*Consigne 1:* Repérez dans la liste chaque ligne contenant le mot « slope » et recopiez-la.
####
Par Laurence Herszberg, directrice générale de Séries Mania et Pierre Ziemniak, chef de projet pour Séries Mania
Tribune parue dans Le Monde, le 6 juin 2021.
C’est un temps que les moins de vingt ans ne peuvent pas connaître. Celui où les séries destinées aux adolescents s’arrêtaient au stade des préliminaires. Celui où le jeune public français, biberonné aux anglo-saxonnes Angela 15 ans, Beverly Hills 90210 et autres Dawson, devait se contenter de leurs visions très pudiques des mœurs de la jeunesse occidentale. Celui où le moindre coming out homosexuel ou bisexuel à l’écran – sans même parler de la transidentité – relevait de l’exploit dans des univers hétéronormés. Celui, enfin, où des personnages de lycéens étaient régulièrement interprétés par des comédiens plus âgés, ultime pied de nez à un réalisme banni des écrans.
####
*Consigne 2:* Recopiez l'extrait source à partir des mots « Par Laurence Herszberg, directrice » jusqu'aux mots « 6 juin 2021. » inclus, en remplaçant « Tribune » par « Chronique ».

*Données:*
####
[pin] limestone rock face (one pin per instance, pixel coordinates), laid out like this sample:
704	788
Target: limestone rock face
####
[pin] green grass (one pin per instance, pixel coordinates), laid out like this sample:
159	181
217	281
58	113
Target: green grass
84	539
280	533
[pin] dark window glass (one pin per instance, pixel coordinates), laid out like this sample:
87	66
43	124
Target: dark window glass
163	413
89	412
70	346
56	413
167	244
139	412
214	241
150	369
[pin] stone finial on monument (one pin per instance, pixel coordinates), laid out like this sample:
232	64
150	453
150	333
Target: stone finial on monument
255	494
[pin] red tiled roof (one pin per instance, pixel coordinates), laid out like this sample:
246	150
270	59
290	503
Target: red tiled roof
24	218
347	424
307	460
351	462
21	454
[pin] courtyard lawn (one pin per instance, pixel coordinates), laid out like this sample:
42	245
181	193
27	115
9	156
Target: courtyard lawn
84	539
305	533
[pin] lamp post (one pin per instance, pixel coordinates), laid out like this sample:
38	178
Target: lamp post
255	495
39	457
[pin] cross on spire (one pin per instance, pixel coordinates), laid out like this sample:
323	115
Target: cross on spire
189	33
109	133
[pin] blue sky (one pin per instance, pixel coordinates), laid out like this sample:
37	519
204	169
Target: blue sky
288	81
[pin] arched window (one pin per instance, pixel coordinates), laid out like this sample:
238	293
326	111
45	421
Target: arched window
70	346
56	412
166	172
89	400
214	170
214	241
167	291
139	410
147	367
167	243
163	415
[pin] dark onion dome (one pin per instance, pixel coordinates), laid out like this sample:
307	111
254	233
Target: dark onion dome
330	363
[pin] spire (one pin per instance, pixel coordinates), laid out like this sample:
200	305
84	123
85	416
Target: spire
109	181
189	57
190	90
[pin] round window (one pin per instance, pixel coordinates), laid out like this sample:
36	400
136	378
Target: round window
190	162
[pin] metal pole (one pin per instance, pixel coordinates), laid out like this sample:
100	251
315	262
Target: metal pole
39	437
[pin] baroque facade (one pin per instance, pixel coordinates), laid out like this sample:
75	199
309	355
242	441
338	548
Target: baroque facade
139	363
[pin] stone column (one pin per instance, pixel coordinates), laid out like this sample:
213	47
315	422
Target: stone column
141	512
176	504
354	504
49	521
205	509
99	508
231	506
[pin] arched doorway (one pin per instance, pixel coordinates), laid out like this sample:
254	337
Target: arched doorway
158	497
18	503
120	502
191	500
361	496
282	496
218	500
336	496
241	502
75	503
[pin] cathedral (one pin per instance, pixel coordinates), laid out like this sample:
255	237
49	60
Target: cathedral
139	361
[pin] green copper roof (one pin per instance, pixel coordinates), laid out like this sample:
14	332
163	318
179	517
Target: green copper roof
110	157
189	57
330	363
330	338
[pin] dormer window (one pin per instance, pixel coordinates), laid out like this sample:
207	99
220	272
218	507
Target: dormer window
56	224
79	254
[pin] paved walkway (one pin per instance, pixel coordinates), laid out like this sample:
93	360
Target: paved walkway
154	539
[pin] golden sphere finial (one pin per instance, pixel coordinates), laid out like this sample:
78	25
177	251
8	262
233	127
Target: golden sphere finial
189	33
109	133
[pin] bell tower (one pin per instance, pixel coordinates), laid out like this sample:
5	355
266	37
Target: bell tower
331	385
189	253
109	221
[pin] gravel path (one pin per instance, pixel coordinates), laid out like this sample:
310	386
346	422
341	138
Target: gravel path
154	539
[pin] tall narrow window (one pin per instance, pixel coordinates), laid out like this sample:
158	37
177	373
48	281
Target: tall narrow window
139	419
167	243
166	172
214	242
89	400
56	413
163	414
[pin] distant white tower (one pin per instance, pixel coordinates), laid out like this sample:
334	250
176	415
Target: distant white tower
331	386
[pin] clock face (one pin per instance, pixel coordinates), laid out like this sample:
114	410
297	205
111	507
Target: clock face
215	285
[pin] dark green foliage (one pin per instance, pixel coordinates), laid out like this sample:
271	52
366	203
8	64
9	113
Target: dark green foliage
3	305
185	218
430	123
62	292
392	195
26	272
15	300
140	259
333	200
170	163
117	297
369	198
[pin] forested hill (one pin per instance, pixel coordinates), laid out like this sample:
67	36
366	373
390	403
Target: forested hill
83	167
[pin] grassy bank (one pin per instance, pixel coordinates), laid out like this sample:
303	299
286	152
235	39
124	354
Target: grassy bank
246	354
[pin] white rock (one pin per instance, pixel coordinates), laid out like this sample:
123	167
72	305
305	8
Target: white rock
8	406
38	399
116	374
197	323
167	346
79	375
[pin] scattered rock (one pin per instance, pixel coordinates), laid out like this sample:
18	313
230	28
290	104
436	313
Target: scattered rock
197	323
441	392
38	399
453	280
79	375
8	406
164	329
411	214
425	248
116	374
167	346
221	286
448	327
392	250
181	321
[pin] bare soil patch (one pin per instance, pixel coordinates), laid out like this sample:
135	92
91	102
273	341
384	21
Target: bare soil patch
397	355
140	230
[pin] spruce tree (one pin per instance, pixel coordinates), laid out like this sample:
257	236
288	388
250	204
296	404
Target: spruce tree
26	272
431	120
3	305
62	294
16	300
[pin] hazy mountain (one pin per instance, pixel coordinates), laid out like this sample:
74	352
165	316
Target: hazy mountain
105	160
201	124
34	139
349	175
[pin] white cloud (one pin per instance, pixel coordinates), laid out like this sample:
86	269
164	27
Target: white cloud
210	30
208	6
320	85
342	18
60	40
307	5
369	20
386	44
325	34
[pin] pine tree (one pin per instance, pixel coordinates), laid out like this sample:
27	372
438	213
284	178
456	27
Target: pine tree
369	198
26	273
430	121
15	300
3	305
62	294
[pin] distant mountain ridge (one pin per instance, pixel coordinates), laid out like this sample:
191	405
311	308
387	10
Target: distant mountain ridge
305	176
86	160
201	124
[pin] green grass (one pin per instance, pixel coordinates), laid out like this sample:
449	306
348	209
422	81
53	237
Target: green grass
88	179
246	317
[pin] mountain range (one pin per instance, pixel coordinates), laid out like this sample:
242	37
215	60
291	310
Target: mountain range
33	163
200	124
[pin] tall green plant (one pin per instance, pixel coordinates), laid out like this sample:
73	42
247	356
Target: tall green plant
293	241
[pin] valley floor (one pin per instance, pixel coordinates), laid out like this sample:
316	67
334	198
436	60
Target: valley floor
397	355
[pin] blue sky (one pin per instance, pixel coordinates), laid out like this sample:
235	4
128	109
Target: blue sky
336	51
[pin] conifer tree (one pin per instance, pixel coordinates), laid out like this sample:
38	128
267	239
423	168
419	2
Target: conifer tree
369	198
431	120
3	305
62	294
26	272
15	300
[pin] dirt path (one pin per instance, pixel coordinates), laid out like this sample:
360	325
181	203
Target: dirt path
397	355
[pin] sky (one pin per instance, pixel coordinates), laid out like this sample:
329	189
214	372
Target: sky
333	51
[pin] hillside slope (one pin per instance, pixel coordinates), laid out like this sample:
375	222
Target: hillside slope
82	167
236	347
####
*Corrigé 1:*
[pin] hillside slope (one pin per instance, pixel coordinates), laid out like this sample:
Target: hillside slope

*Corrigé 2:*
Par Laurence Herszberg, directrice générale de Séries Mania et Pierre Ziemniak, chef de projet pour Séries Mania
Chronique parue dans Le Monde, le 6 juin 2021.